WHAT TO DO: Copy out the following lines word for word, covering all of the records.

+++ SUPPLIED MATERIAL +++

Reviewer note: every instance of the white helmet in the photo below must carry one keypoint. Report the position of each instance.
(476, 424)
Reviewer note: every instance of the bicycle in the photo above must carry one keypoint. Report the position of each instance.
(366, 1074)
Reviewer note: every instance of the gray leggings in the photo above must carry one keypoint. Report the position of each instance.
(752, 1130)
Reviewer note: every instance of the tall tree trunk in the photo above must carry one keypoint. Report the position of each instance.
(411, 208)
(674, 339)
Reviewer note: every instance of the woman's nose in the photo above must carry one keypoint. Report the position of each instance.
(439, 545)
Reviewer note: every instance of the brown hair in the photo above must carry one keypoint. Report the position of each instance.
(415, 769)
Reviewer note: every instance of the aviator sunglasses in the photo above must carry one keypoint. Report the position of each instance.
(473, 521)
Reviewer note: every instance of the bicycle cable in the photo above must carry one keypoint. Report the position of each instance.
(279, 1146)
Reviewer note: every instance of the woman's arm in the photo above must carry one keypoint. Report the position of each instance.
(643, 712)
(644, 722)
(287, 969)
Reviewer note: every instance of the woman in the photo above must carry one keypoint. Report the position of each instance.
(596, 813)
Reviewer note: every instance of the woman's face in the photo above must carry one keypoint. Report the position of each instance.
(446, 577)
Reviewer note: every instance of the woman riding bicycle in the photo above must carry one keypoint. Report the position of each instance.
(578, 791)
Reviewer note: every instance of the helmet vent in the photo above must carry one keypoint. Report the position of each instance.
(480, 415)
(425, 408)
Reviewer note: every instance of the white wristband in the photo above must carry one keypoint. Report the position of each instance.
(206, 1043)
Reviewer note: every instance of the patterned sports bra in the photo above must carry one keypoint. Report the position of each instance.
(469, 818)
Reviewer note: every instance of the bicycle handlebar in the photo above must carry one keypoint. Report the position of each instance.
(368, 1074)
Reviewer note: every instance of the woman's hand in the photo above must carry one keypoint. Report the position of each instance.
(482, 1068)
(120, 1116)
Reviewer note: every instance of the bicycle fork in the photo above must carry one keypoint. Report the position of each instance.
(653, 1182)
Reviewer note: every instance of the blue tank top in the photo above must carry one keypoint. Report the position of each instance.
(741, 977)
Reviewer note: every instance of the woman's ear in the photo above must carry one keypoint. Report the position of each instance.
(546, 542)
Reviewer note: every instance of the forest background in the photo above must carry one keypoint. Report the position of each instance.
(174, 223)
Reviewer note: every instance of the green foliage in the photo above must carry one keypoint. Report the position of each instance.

+++

EXERCISE OUTPUT:
Reviewer note: every instance of the white helmet in the photo below must carry one keypoint. Report the position of each instance.
(476, 424)
Reviewer note: every instance of the bicycle in the photo above must carry one keypoint. Report the position of each instance.
(366, 1074)
Reviewer note: every instance of the gray leggings in the photo above must carry one keypoint. Report the position of each instance.
(752, 1130)
Reviewer note: every instance of the tall tree trunk in the photo above must carry one keypoint. Report the position of each instance.
(411, 208)
(674, 339)
Reviewer note: every instance of the woman's nose in the photo above must carry one keypoint. Report the position of each instance.
(439, 545)
Reviewer note: every instance of the brown hair in the photo above must carry one keypoint. Report the position of each instance.
(415, 769)
Reviewer note: every instance of the aviator sunglasses in the photo above must carry one keypoint. Report the position of each instance.
(473, 521)
Reviewer note: every instance of the bicycle cable in the photo above must carry one keypoint. Report the position of each instance.
(279, 1146)
Reviewer note: every instance of the woman's arm in the photo above must carry one keypoint. Report the position of each instance.
(643, 712)
(644, 722)
(287, 969)
Reviewer note: every instance of the woman in the photo above must carry one keypoint. Report the position of each instance.
(596, 813)
Reviewer note: every instance of the woman's face in the photo above must carry one keypoint. Report the position of each instance.
(446, 577)
Reviewer note: every instance of the woman riding bicycle in the photo above must carry one keypoint. Report the position of each instance.
(578, 791)
Reviewer note: every instance of the helmet vent in the photo above must carry one keypoint. Report the position of each instance.
(480, 415)
(425, 408)
Reviewer note: every instance of the white wristband in the photo above must carry one keypoint. Report the position of each instance.
(206, 1043)
Reviewer note: every instance of the patterned sports bra in the photo above must carry one keypoint. Report the position of each instance.
(469, 818)
Reviewer note: every instance of the bicycle handlebar in the photo above must carry one keypoint. Report the position of each instance.
(368, 1074)
Reviewer note: every instance of the woman's hand in the photo above must carry one keypoint. Report the position of each instance.
(482, 1068)
(120, 1116)
Reviewer note: every instance of the bicycle fork in the photo above must carry one keypoint. Report the position of each instance.
(653, 1182)
Reviewer note: every instance of the blue tank top in the photo above must carry one keypoint. Report the position of each instance.
(741, 977)
Reviewer note: every instance of the woman's ear in the photo above must carry one keypoint. Report the position of each instance.
(546, 542)
Reviewer note: every instance of the forest background in the photo above must carry one keypoint. Report the position of each instance.
(174, 223)
Reviewer note: every instance of the green foliage in the photo above must carry one keypoint. Report the position of each instance.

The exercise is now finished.